==== PROVIDED INFORMATION ====

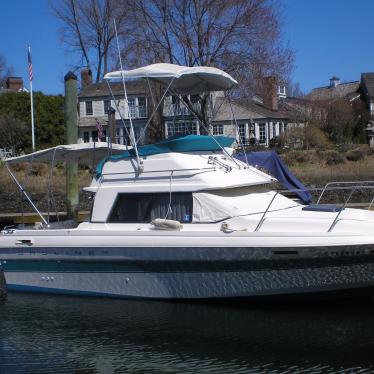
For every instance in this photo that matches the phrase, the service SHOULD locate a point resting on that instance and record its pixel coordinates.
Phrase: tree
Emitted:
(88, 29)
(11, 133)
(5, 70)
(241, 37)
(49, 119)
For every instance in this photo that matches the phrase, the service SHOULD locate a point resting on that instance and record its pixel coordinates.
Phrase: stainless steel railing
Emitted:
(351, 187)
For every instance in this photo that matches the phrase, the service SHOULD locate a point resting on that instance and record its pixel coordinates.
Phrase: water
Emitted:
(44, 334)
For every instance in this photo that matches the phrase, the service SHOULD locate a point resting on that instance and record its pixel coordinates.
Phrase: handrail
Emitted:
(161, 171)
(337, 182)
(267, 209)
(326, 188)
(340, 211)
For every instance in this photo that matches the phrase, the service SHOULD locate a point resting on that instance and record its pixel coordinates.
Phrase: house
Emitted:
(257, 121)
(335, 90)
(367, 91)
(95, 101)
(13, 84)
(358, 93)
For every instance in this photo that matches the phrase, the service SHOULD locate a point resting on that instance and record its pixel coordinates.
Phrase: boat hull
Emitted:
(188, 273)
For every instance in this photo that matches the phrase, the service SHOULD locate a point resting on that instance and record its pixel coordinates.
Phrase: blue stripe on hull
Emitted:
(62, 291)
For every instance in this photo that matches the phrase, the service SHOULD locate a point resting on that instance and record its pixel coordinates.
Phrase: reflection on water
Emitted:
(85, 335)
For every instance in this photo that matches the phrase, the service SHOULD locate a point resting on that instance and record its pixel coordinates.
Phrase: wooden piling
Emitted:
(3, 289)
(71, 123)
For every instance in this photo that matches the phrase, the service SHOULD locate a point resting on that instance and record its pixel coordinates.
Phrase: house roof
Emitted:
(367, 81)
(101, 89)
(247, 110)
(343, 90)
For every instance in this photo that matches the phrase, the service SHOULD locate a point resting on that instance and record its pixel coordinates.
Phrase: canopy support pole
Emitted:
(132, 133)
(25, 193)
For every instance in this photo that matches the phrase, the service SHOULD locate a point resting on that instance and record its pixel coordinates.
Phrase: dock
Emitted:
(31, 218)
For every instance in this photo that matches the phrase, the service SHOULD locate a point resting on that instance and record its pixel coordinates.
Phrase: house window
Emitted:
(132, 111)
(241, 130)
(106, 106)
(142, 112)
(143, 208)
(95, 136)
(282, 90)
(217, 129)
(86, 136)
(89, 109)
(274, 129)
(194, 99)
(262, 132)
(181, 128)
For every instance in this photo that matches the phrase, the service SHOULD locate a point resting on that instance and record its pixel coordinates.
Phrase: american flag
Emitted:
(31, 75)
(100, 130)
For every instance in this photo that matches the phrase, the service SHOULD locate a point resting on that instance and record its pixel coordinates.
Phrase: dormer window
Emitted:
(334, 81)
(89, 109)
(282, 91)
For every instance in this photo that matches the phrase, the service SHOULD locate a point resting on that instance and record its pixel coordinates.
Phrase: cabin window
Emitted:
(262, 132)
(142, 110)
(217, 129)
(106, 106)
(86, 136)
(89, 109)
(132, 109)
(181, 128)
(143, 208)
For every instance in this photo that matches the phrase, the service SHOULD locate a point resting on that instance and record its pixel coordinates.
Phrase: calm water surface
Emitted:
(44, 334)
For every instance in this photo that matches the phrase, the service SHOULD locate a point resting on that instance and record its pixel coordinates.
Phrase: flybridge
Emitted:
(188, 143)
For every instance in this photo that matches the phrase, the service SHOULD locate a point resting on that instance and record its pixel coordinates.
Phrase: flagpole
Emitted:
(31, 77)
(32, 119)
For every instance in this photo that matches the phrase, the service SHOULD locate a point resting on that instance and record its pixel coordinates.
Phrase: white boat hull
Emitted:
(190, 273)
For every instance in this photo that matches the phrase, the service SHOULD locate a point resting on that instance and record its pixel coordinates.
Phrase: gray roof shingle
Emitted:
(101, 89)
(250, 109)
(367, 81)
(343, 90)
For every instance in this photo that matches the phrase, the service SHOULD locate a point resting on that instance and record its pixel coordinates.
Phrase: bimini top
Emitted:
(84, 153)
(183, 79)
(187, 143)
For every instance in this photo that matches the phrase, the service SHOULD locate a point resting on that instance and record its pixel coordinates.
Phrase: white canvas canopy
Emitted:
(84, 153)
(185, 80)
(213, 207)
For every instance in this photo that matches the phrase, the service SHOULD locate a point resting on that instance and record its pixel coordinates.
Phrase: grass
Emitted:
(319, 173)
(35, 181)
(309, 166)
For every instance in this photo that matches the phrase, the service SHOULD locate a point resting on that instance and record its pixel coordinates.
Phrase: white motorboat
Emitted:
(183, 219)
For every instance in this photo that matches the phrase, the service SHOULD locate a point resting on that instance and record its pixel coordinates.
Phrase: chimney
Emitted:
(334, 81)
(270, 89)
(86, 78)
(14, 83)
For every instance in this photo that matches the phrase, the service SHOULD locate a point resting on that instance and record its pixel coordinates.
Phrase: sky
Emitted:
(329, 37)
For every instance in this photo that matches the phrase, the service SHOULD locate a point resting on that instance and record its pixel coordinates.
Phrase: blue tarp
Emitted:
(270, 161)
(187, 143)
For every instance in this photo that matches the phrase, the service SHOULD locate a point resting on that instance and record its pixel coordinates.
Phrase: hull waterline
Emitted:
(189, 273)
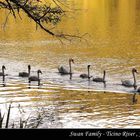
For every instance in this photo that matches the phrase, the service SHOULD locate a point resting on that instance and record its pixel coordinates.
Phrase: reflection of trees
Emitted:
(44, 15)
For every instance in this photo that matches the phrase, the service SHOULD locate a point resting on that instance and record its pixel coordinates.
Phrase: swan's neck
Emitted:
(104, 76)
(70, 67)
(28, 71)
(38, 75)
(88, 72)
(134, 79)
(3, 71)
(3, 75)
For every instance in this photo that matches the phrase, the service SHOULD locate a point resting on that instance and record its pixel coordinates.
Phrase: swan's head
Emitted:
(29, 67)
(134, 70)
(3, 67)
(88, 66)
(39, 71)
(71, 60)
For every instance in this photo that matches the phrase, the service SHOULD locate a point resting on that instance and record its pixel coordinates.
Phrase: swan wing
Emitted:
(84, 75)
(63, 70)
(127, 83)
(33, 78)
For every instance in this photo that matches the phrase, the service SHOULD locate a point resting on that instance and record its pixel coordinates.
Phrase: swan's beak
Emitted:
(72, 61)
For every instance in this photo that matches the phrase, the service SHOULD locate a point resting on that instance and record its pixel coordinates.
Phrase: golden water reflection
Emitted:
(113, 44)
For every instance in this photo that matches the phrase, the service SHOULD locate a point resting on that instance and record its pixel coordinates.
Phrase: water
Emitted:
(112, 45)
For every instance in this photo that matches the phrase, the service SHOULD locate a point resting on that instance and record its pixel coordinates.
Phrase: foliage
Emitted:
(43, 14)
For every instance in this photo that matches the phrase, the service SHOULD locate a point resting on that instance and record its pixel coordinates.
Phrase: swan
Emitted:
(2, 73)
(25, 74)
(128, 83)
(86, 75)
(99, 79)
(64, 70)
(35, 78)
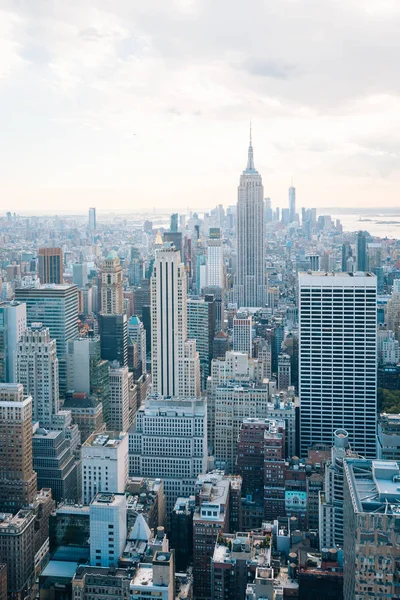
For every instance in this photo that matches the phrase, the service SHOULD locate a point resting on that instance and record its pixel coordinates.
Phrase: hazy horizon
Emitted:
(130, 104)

====

SET TASK =
Skipping the pictures, transcribe each line above exactly as it appears.

WRITTEN ANSWER =
For every instance in this photo that matches the phrase, the service SHOULD locate a point resting on that instance and record its pixel coordinates.
Phrase: tree
Emitted:
(88, 29)
(11, 133)
(5, 70)
(241, 37)
(49, 119)
For every instance in this photo that matches the phrase, the service SHOULD locate a point resting on that instance and record its pixel coordinates.
Phrase: stainless steel railing
Emitted:
(351, 187)
For every instance in this photo that matches the phrase, the service SHOULD locate a point resting on that instance and record its pixel coordinates.
Phrase: water
Emitted:
(44, 334)
For every instance in this photo that matches the phrase, the service SHOULD locate a point resting on that instance and record its pixel coordinates.
Phrase: handrail
Emitted:
(161, 171)
(337, 182)
(267, 209)
(326, 188)
(340, 211)
For every instance in this photo that matches the phrase, the service SHOULD locate a point resting on that instance and record its pixel coordinates.
Phrase: house
Emitted:
(257, 121)
(335, 90)
(367, 91)
(95, 101)
(13, 84)
(358, 93)
For every instance in this photo that matches the phrase, the service SHOULD locate a point resting on that instance and record its pixel coordinates.
Phrase: boat hull
Emitted:
(188, 273)
For every instance in this photo that matches the phrase, the service SHOULD locate a point resting on that instance and record its pixel coordinates.
Phrase: blue stripe on hull
Emitted:
(62, 291)
For every instance in this photo that matches the phrase, the service SHOULD locate a point resting on that instance and record its pixel coordinates.
Phrase: reflection on water
Emitted:
(85, 335)
For every instance in this photo that matches the phrase, the service SHOULD locate a point resting on that instance and record its pixel coordinates.
Phrase: wooden piling
Emitted:
(3, 289)
(71, 123)
For every instance in this photo that matches the phrase, the service SHOULD locate a point resting on that instance and record its pixel coordinates.
Phrase: house roof
Emitted:
(367, 81)
(101, 89)
(247, 110)
(343, 90)
For every instance in this photo that matches the phrase, the service SHOULD locate a point resting on that instance and record its pixel coordinates.
Phrase: canopy support pole
Emitted:
(132, 133)
(25, 193)
For every instance in this photo that matches the phrase, the service SHOULD locate a point resting on that instance and record its pixel coordinates.
Phrase: dock
Emitted:
(31, 218)
For every instance in this photo that matches the phrase, the service SHOULD locate a point resting on that instance and record its pixel coordinates.
Phrase: house window
Emitted:
(132, 111)
(241, 130)
(106, 106)
(142, 112)
(143, 208)
(95, 136)
(282, 90)
(217, 129)
(86, 136)
(89, 109)
(274, 129)
(194, 99)
(262, 132)
(181, 128)
For every instance in this photo that matches the phrase, the service SHOULD locate a point resting on that instance and record its pixel coordinates.
Phrase: american flag
Emitted:
(31, 75)
(100, 130)
For every instance in this photo that matches the phrase, the service SHOULD locate a point resting on that instance and record its pixel coordinates.
Phrase: dormer window
Emitted:
(334, 81)
(89, 109)
(282, 91)
For every instance in this photo that matches the phrase, the service SHOULD locate a point resting on that instance and record its pixel coordinates.
Phrase: cabin window
Emitted:
(262, 132)
(142, 110)
(217, 129)
(106, 106)
(86, 136)
(89, 109)
(132, 109)
(181, 128)
(143, 208)
For every instance in this photo that matches the phrase, the service SHOULD locate a point resting on that instance and record its pixel coordinates.
Phrase: calm water surface
Emitted:
(44, 334)
For every instance in this photo that matches the phrase, the service SHOULD locate a point resting on that instance and record its pixel coordinates.
Phrase: flybridge
Emitted:
(188, 143)
For every instance in this photo that matches the phrase, the service SHOULD locate a point resting on that instance and record its pixel coordinates.
Phrase: flagpole
Emitted:
(31, 77)
(32, 119)
For every instance in this photo that matches the phrase, the service SHOULD locate a point resting on that instance and record its pixel coordinates.
Phrase: white boat hull
Emitted:
(190, 273)
For every instance in this photo that matches the phrase, the service SHOULD locate a point resting on that instance and record its pixel coordinates.
Phrase: gray roof shingle
Emitted:
(101, 89)
(250, 109)
(367, 81)
(343, 90)
For every instance in this photo that matches the phrase, the service SHOULD locate a point resting on that instance and record its pixel coordinates.
Phrase: bimini top
Emitted:
(84, 153)
(183, 79)
(187, 143)
For every instance in this photo that matches the phrase, the service SHOULD locate a point resting on that instance and record its pixel coordinates.
Phrase: white canvas canopy
Emitted:
(84, 153)
(185, 80)
(213, 207)
For every instance in this photo that matches the phrase, the service SHOULD locate a point resting on that instance and record its pixel coordinates.
Phrase: grass
Emitted:
(319, 173)
(35, 181)
(309, 166)
For every instance in this photo that matches the phrase, the service SHOULD locate a point resting on that instance and record its pixel coordinates.
Phrase: white motorboat
Emitted:
(183, 219)
For every instance in this photo that matches the phrase, the service SHOULD locate a point resting on that instance and record its pixel coordinates.
Phrase: chimney
Emitted:
(334, 81)
(270, 89)
(86, 78)
(14, 83)
For every instance in this photo that matches the phrase, the service SHOULD locate a point resting on that instance and record its pixel coordinates.
Phrase: sky
Emitted:
(329, 37)
For every instance in this photo that matches the phrase, the service SHOULD locate a point resting on that instance and record its pixel coordinates.
Phrase: blue tarp
Emitted:
(270, 161)
(187, 143)
For every instance in this photo that matches the phrase, the service SHOULD locate a point resting on that instance and record its pixel coordinates.
Phrase: hull waterline
Emitted:
(189, 273)
For every instance in this photo that matches the phrase, the service SHOULD locate a point resting on that instance and record its pixel coordinates.
Phrase: reflection of trees
Emitted:
(44, 15)
For every instance in this photo that matches the phrase, the service SHOULD locate a point resting on that instance and record its pixel coordinates.
Phrase: swan's neck
Emitted:
(104, 76)
(70, 67)
(28, 71)
(38, 75)
(88, 72)
(134, 79)
(3, 71)
(3, 75)
For every instance in this photo that matches the phrase, the service SHOULD locate a point resting on that instance and record its pixel coordinates.
Phrase: swan's head
Emitted:
(29, 67)
(134, 70)
(3, 67)
(88, 66)
(39, 71)
(71, 60)
For every instance in this photo that matches the phrase, the service SHOULD locate a point resting on that instance and record its pixel coordinates.
Phrase: swan wing
Emitted:
(84, 75)
(63, 70)
(127, 83)
(33, 78)
For every instance in this photo that matches the phrase, the service SHOULD locate a point resting on that instance and record its pixel coordinates.
Phrase: swan's beak
Emitted:
(72, 61)
For every instance in this photo that matches the phrase, the service SHOULD locate a point resting on that instance and record its pixel coordinates.
Phrase: golden water reflection
Emitted:
(113, 44)
For every instance in this photo that matches the phrase, the service SHOULD locate a point resting on that instance and record its pixel coordinates.
Phrase: water
Emitted:
(112, 45)
For every instance in this photo that matches the phrase, the service SHOULD locate a point resting on that instance and record its pixel coordinates.
Phrase: foliage
Emitted:
(43, 14)
For every instance in this photo that matches the phrase, the service SHOULD locate a point resting on that instance and record its pixel coordinates.
Phrase: swan
Emitted:
(2, 73)
(25, 74)
(128, 83)
(86, 75)
(99, 79)
(64, 70)
(35, 78)
For every instance in this photo that matches the phrase, the service SHOULD locate a point resting on that instance and record its pixel coordinates.
Phrase: hazy horizon
Emitted:
(130, 104)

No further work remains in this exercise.